* [SOURCE TEXT]:
Native American beadwork artist

Jackie Larson Bread is a Native American beadwork artist from the Blackfeet Reservation in Browning, Montana. Her interest in bead work was sparked from looking at her late-grandmother's beaded pieces. In awe of these objects, Bread self-taught herself how to bead when she was younger and now, she has been beading for more than 20 years. Continuing through trial and error, Bread has received numerous awards for her beading.

== Education and training ==
In 1978, Bread enrolled at the Institute of American Indian Arts in Santa Fe, New Mexico. Upon completion, Bread earned associate degrees in two-dimensional art and museum studies. Afterwards, Bread continued her education at Santa Fe University of Art and Design. In 1986, Bread graduated with a Bachelor of Fine Arts in painting.

== Style and technique ==
When beading, Bread uses the applique stitch method which requires the use of two needles, as the first needle holds a row of beads and the second needle pins down one bead at a time to receive a precise placement. Bread uses a limited color palette that reflects Native American traditional beading colors, such as blue, black, red, yellow, and white. Growing up, Bread mainly used a limited number of colors because they were cheaper but as years progressed, Bread began to incorporate more diverse colors. Through illusionary beadwork, Larson mixes two different styles, traditional and contemporary imagery to create pictorial depth through different shades of beads. Within Bread's imagery beadwork, she integrates her culturally rich heritage and images of members of her community on bags, leather boxes, parasols, and other traditional items.

* [COMPLETE THE FOLLOWING]:
• 1. Name the traditional Native American beading colors that the text about Jackie Larson Bread gives as part of her color palette.
• 2. Continue the text about Jackie Larson Bread, starting after its last sentence.

* [AVAILABLE DATA]:

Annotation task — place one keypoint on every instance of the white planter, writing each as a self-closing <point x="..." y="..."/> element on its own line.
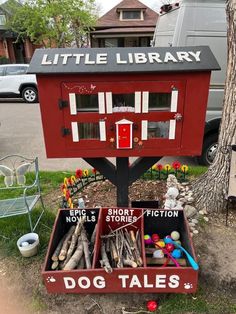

* [ANSWER SECTION]:
• 1. Blue, black, red, yellow, and white.

• 2.
== Teaching ==
After graduating from the Institute of American Indian Art, Bread returned to her reservation in Browning, Montana. Applying her newly received degrees, Bread began working for the Museum of the Plains Indians. Bread took this job opportunity to further her education as she studied beadwork from previous artists. While working for museum, Bread also hosts workshops in the relatively close states to Montana, such as Idaho and California. Through her workshops, she teaches and shares her knowledge of traditional style beading. Working with the C.M. Russell Museum, Bread regularly teaches classes on beading.

== Artwork in collections ==

- In 2005, Museum of Arts and Design in Manhattan, New York, purchased and added Keeper of Random Thoughts to its collection
- Indian Corn II and Traveling Through Indian Country are in the collections of the National Museum of the American Indian in Washington, D.C
- The Institute of American Indian Arts in Santa Fe, New Mexico

== Awards and honors ==

- Summer of 2013, Bread competed in the Santa Fe Indian Market with approximately 12,000 other artists and her beaded artwork titled Memory Keeper was awarded "Best of Show".
- Summer of 2015, Bread collaborated with another Native American beadwork artist, Ken Williams in the Cherokee Art Market. Together, they won "Best of Division" in the beadwork and quillwork division with the artwork titled "Fit for An Arapaho/Blackfeet Dandy".
- Honored by Montana's Circle of American Masters that recognizes artists that use their artwork as a reflection of Montana's heritage.